Data for this exercise:
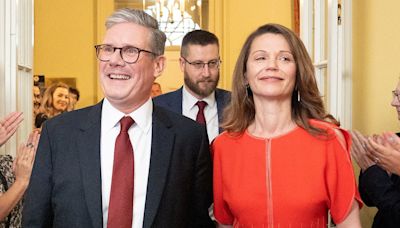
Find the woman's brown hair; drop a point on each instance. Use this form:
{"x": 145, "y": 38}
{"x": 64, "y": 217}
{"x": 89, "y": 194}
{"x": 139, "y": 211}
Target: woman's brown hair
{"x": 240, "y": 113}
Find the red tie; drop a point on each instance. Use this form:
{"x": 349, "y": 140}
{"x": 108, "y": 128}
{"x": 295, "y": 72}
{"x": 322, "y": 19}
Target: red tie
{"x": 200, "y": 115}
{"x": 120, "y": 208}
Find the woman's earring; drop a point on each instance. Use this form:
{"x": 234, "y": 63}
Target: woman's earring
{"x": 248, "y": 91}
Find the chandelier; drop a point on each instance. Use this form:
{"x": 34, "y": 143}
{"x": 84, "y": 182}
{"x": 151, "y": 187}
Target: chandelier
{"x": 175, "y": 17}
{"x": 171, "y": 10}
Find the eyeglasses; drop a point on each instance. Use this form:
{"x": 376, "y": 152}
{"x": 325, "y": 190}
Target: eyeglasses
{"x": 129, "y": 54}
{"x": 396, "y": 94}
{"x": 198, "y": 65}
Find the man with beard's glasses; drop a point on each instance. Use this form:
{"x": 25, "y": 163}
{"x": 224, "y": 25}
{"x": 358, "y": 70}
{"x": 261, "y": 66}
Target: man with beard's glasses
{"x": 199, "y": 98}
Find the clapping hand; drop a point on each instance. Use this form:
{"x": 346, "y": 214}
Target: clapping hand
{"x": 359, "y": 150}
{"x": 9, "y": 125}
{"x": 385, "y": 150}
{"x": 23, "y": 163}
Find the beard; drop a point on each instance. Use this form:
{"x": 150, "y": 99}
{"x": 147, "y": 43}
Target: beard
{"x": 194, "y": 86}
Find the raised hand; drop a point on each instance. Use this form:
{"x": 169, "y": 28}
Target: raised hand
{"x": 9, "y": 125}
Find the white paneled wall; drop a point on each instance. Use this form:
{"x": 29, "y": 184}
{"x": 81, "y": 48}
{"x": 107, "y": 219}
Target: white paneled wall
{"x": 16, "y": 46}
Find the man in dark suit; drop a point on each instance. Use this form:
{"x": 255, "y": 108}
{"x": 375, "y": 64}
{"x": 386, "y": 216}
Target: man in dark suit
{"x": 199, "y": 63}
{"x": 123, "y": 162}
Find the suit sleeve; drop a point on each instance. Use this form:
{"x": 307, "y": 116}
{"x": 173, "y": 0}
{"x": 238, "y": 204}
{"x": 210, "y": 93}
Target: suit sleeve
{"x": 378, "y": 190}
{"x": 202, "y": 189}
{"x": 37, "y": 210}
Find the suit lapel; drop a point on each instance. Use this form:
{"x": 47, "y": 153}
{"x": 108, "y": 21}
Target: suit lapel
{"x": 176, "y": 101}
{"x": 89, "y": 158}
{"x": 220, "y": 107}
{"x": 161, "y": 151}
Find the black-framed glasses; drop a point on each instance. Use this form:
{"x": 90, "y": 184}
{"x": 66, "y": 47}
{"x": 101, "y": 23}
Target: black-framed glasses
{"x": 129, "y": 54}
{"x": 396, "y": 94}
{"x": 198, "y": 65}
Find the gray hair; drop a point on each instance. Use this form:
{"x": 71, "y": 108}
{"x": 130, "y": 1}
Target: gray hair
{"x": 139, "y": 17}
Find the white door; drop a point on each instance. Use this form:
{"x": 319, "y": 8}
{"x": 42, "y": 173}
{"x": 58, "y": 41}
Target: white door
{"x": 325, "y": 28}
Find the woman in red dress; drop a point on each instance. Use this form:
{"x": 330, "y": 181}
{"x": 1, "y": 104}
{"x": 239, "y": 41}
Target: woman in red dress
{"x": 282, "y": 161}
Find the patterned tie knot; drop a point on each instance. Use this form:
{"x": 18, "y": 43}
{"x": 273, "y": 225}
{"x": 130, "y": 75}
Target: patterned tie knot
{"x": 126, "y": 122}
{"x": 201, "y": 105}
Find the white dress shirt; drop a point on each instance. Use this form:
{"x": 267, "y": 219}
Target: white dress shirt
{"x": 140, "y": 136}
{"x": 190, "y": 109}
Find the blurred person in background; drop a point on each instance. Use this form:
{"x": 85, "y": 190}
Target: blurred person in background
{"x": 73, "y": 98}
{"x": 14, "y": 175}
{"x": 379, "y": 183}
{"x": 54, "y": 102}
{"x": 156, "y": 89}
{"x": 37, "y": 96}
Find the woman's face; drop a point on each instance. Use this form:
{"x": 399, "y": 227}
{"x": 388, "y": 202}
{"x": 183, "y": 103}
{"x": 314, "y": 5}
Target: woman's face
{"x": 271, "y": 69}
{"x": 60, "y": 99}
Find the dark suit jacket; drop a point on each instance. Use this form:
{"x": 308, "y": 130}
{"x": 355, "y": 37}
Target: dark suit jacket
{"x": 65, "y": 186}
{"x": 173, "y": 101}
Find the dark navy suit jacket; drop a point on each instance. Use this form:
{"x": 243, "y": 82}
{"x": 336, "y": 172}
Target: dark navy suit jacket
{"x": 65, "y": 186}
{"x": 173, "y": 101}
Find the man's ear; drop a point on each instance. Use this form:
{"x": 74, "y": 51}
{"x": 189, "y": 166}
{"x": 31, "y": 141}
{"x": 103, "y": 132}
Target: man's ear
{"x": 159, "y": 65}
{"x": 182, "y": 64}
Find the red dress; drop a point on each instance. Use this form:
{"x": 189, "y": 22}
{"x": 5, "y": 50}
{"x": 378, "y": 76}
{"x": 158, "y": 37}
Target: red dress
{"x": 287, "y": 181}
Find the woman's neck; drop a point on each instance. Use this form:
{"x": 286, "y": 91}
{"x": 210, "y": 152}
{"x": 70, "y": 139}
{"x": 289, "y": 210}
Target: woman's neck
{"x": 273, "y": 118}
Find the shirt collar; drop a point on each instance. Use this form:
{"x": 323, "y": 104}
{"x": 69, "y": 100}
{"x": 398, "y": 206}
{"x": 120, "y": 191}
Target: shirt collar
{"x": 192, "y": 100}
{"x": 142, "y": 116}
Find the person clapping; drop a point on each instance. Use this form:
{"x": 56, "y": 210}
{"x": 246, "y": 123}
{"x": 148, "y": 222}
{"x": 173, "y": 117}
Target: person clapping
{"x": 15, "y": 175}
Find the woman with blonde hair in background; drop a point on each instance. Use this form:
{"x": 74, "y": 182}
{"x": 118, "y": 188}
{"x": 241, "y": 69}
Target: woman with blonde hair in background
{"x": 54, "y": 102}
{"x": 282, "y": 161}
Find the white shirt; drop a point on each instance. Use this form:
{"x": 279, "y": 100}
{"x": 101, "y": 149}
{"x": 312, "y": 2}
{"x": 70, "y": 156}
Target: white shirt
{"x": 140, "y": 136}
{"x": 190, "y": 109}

Problem:
Return the listing above in full and exactly, omitting all pictures.

Answer to this exercise:
Find the woman's brown hair; drop a point on each instance. Use this form:
{"x": 145, "y": 38}
{"x": 64, "y": 217}
{"x": 89, "y": 194}
{"x": 139, "y": 211}
Target: woman's brown hair
{"x": 240, "y": 113}
Find the red tie; drop a point on each instance. Use this form:
{"x": 349, "y": 140}
{"x": 108, "y": 128}
{"x": 295, "y": 72}
{"x": 322, "y": 19}
Target: red tie
{"x": 200, "y": 115}
{"x": 120, "y": 208}
Find the woman's earring; drop a point on each instance. Use this form:
{"x": 234, "y": 63}
Target: woman's earring
{"x": 248, "y": 91}
Find the chandelier; drop a point on each instance. Use this form:
{"x": 34, "y": 143}
{"x": 84, "y": 182}
{"x": 151, "y": 187}
Target: chandelier
{"x": 175, "y": 17}
{"x": 171, "y": 10}
Find the eyeglasses; drop a point on each instance. Use this form:
{"x": 376, "y": 152}
{"x": 325, "y": 190}
Target: eyeglasses
{"x": 129, "y": 54}
{"x": 396, "y": 94}
{"x": 198, "y": 65}
Find the man with beard's glasses; drop a point on each instance. Use this form:
{"x": 25, "y": 163}
{"x": 224, "y": 25}
{"x": 358, "y": 70}
{"x": 261, "y": 66}
Target: man with beard's glasses
{"x": 199, "y": 98}
Find the clapping hand; drop a point on each instance. Use this form:
{"x": 346, "y": 214}
Target: clapping hand
{"x": 359, "y": 150}
{"x": 9, "y": 125}
{"x": 385, "y": 150}
{"x": 23, "y": 163}
Find the beard; drop a point on each instance. Use this form:
{"x": 150, "y": 99}
{"x": 147, "y": 43}
Target: beard
{"x": 194, "y": 86}
Find the raised hand; drop a point on each instance. Use this form:
{"x": 169, "y": 28}
Target: raised hand
{"x": 9, "y": 125}
Find the white paneled wall; drop a point on each instance. Use this form:
{"x": 29, "y": 184}
{"x": 81, "y": 48}
{"x": 107, "y": 219}
Target: white paneled wall
{"x": 16, "y": 46}
Find the man in dark suit; drop a point on each instance. Use this form:
{"x": 255, "y": 108}
{"x": 375, "y": 64}
{"x": 386, "y": 216}
Target: man in dark suit
{"x": 199, "y": 63}
{"x": 123, "y": 162}
Find the suit sleeve; drop a point on each instance. Use this form:
{"x": 307, "y": 116}
{"x": 173, "y": 0}
{"x": 238, "y": 204}
{"x": 210, "y": 93}
Target: suit sleeve
{"x": 378, "y": 190}
{"x": 202, "y": 189}
{"x": 37, "y": 210}
Find the suit lapel; drop a point on each instance. Use this form:
{"x": 47, "y": 153}
{"x": 108, "y": 21}
Target: suit lapel
{"x": 176, "y": 101}
{"x": 89, "y": 158}
{"x": 220, "y": 107}
{"x": 161, "y": 151}
Find the black-framed glasses; drop a point on each instance. Use this form:
{"x": 90, "y": 184}
{"x": 66, "y": 47}
{"x": 101, "y": 23}
Target: black-framed glasses
{"x": 129, "y": 54}
{"x": 396, "y": 94}
{"x": 198, "y": 65}
Find the gray hair; drop a point on each instance. Use this form:
{"x": 71, "y": 108}
{"x": 130, "y": 1}
Target: gray hair
{"x": 139, "y": 17}
Find the white door; drop a point on each instance. Use this form:
{"x": 319, "y": 8}
{"x": 42, "y": 173}
{"x": 58, "y": 41}
Target: white door
{"x": 325, "y": 28}
Find the woman in red dress; drop a point on each instance. Use this form:
{"x": 330, "y": 181}
{"x": 1, "y": 104}
{"x": 239, "y": 41}
Target: woman in red dress
{"x": 282, "y": 161}
Find the patterned tie knot; drop a point on each instance. Use this form:
{"x": 18, "y": 43}
{"x": 273, "y": 225}
{"x": 130, "y": 75}
Target: patterned tie knot
{"x": 126, "y": 122}
{"x": 201, "y": 105}
Find the white dress shirt; drop a point on each instance. Use this form:
{"x": 267, "y": 219}
Target: white dress shirt
{"x": 140, "y": 136}
{"x": 190, "y": 109}
Find the blurred person in background; drop a point on each instance. Use this form:
{"x": 85, "y": 190}
Target: blurred person in background
{"x": 73, "y": 98}
{"x": 14, "y": 175}
{"x": 379, "y": 183}
{"x": 54, "y": 102}
{"x": 156, "y": 89}
{"x": 37, "y": 96}
Find the woman's face; drop a point on each instance. Use this form:
{"x": 399, "y": 227}
{"x": 388, "y": 202}
{"x": 183, "y": 103}
{"x": 314, "y": 5}
Target: woman's face
{"x": 271, "y": 69}
{"x": 60, "y": 99}
Find the dark suit jacket; drop a point on each instance. Use this form:
{"x": 308, "y": 130}
{"x": 355, "y": 37}
Target: dark suit jacket
{"x": 65, "y": 186}
{"x": 173, "y": 101}
Find the dark navy suit jacket; drop a point on each instance. Use this form:
{"x": 243, "y": 82}
{"x": 336, "y": 172}
Target: dark navy suit jacket
{"x": 65, "y": 186}
{"x": 173, "y": 101}
Find the man's ear; drop a point on each instance. Use this form:
{"x": 74, "y": 51}
{"x": 189, "y": 166}
{"x": 31, "y": 141}
{"x": 103, "y": 132}
Target: man's ear
{"x": 159, "y": 65}
{"x": 182, "y": 64}
Find the red dress; drop a point on each instance. Use this form:
{"x": 189, "y": 22}
{"x": 5, "y": 50}
{"x": 378, "y": 76}
{"x": 158, "y": 37}
Target: red dress
{"x": 287, "y": 181}
Find the woman's neck; drop a point on each instance. Use this form:
{"x": 286, "y": 91}
{"x": 210, "y": 152}
{"x": 70, "y": 139}
{"x": 289, "y": 210}
Target: woman's neck
{"x": 273, "y": 118}
Find the shirt collar; drop a point on each instance. Use this form:
{"x": 323, "y": 104}
{"x": 69, "y": 100}
{"x": 398, "y": 206}
{"x": 120, "y": 191}
Target: shirt collar
{"x": 192, "y": 100}
{"x": 142, "y": 116}
Find the person clapping; drop a point on each instance. Use this form:
{"x": 56, "y": 210}
{"x": 246, "y": 123}
{"x": 148, "y": 222}
{"x": 173, "y": 117}
Target: person clapping
{"x": 15, "y": 175}
Find the woman with blonde hair in background; drop a point on each instance. Use this form:
{"x": 74, "y": 182}
{"x": 118, "y": 188}
{"x": 241, "y": 69}
Target: woman with blonde hair in background
{"x": 54, "y": 102}
{"x": 282, "y": 161}
Find the white shirt; drop a point on each instance. Use this form:
{"x": 279, "y": 100}
{"x": 101, "y": 149}
{"x": 312, "y": 2}
{"x": 70, "y": 156}
Target: white shirt
{"x": 140, "y": 136}
{"x": 190, "y": 109}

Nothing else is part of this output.